_Given information_:
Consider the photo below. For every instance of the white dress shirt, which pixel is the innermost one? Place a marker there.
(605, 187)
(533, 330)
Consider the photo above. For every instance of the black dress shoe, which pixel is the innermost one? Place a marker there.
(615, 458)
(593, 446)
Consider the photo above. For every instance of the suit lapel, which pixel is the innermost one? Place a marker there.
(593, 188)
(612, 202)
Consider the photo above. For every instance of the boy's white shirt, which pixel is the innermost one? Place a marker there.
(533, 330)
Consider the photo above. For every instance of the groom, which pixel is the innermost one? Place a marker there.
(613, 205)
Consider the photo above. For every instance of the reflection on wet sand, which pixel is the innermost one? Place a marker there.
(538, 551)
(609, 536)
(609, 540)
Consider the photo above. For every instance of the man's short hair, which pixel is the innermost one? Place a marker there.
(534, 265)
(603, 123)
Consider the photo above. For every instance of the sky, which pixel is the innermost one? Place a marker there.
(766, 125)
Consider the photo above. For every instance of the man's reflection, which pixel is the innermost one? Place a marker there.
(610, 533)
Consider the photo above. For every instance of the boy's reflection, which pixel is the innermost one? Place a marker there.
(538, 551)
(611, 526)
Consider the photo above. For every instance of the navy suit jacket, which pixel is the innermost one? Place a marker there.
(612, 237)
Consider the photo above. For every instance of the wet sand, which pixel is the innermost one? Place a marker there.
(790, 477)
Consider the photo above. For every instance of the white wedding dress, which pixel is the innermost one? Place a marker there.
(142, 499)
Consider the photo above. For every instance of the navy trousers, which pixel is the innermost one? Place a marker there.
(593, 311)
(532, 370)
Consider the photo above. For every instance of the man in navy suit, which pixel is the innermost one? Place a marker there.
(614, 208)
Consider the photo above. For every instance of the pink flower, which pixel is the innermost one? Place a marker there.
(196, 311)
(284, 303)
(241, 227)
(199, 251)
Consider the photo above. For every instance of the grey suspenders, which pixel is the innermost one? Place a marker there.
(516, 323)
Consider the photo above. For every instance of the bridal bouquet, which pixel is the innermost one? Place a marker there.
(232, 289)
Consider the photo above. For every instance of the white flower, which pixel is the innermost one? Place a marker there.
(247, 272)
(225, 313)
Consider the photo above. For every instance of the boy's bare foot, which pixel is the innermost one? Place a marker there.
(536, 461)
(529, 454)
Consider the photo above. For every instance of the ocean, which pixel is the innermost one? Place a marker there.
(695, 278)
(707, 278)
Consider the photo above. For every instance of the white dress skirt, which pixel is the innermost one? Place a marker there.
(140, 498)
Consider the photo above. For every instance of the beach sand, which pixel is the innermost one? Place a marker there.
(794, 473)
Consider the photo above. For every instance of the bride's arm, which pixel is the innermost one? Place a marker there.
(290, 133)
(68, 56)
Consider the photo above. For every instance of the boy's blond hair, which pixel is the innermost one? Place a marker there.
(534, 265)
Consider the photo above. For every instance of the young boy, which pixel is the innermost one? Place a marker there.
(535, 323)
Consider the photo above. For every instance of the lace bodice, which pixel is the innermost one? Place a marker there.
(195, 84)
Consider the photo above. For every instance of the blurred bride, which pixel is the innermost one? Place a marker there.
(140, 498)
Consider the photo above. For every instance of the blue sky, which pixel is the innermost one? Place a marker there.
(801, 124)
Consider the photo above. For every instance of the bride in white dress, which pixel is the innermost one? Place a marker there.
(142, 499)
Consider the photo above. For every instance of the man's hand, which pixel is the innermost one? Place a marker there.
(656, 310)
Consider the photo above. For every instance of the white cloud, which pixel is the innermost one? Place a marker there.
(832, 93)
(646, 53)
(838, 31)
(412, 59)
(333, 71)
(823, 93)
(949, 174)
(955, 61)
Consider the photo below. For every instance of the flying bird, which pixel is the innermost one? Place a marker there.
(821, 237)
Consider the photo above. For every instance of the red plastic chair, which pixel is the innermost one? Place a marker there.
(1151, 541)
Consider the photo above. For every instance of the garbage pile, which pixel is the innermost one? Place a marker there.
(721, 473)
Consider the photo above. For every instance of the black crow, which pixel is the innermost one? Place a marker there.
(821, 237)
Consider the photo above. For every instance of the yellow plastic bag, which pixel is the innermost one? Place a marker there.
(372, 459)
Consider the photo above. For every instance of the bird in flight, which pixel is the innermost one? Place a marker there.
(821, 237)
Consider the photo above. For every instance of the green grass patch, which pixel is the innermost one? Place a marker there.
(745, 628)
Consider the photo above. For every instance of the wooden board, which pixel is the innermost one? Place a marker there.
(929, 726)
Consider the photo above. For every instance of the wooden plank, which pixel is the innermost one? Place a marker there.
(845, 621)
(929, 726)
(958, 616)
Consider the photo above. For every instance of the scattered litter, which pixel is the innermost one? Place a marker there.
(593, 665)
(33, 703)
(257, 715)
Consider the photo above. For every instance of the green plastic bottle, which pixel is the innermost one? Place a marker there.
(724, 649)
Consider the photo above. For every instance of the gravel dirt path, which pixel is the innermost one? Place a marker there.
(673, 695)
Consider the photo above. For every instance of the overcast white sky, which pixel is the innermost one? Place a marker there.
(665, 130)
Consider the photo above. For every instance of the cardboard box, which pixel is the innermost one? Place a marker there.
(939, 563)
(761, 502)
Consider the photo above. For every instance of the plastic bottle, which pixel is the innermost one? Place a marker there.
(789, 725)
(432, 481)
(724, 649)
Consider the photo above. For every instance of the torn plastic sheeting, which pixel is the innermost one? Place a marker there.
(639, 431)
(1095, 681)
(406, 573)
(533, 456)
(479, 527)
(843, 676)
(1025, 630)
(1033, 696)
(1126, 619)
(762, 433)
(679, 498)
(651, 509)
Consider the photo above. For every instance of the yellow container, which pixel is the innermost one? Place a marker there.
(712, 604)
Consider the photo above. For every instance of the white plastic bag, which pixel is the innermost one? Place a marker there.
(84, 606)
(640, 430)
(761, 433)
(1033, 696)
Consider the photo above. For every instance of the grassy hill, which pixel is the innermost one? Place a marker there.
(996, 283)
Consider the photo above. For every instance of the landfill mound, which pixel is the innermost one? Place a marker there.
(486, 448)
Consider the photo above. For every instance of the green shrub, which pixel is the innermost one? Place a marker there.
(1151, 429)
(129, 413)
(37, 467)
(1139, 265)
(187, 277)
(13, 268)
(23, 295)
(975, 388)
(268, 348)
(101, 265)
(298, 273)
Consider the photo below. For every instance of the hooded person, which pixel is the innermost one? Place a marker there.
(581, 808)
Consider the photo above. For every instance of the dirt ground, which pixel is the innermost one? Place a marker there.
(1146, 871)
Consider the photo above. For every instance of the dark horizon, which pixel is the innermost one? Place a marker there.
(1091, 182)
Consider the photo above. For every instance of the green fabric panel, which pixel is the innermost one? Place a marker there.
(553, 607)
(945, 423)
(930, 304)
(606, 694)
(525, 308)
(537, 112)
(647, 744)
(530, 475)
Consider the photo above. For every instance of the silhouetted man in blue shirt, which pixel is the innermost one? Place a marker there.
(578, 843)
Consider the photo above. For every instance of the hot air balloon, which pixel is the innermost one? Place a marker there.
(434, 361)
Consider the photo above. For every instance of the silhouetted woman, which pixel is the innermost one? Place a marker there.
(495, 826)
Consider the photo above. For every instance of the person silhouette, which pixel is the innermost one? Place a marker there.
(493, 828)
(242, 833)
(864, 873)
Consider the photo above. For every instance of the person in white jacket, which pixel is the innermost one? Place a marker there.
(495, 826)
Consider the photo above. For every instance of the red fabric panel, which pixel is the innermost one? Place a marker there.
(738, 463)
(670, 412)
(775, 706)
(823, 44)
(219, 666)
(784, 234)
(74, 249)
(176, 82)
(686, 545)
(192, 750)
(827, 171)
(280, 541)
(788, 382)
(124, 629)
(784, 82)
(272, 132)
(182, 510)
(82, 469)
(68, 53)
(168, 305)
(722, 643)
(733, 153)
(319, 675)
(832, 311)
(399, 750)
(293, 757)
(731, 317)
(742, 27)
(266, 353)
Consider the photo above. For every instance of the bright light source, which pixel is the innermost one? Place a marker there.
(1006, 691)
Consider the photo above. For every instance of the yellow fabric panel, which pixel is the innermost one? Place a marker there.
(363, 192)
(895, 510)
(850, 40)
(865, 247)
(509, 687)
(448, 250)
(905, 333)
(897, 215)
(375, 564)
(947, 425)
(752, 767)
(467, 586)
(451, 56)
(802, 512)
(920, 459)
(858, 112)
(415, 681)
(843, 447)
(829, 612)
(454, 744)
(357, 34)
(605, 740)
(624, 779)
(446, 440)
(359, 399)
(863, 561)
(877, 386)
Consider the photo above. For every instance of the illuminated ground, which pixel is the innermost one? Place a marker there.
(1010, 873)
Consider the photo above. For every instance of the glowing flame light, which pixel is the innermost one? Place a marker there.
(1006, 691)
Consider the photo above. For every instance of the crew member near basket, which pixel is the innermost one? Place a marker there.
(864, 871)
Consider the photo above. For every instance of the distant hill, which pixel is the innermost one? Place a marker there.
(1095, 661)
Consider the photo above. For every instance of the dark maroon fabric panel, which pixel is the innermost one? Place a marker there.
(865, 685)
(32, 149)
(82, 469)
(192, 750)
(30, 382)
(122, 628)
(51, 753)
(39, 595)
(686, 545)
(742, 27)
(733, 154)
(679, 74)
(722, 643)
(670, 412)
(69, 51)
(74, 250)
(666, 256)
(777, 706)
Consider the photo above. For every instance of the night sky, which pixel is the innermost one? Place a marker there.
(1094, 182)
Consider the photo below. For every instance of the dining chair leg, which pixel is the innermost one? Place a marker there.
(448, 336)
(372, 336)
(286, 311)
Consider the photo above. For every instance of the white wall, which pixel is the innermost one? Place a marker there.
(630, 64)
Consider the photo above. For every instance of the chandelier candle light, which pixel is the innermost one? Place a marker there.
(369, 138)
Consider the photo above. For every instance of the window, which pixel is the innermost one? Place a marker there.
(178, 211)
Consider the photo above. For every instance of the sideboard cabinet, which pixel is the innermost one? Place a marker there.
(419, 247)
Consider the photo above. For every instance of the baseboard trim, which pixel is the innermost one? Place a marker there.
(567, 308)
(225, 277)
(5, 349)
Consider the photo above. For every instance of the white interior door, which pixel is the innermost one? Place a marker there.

_What this task involves_: Look for the line that contains "Consider the photo above. For every instance of the baseboard" in the entries above. Set it down, along with all later lines, exactly as written.

_Output below_:
Consider the photo above. For every instance of the baseboard trim, which pixel is the innermost one? Place a marker there.
(567, 308)
(225, 277)
(5, 349)
Consider the photo above. For every instance of the white interior door, which pixel is the innermost one? Place a marker there.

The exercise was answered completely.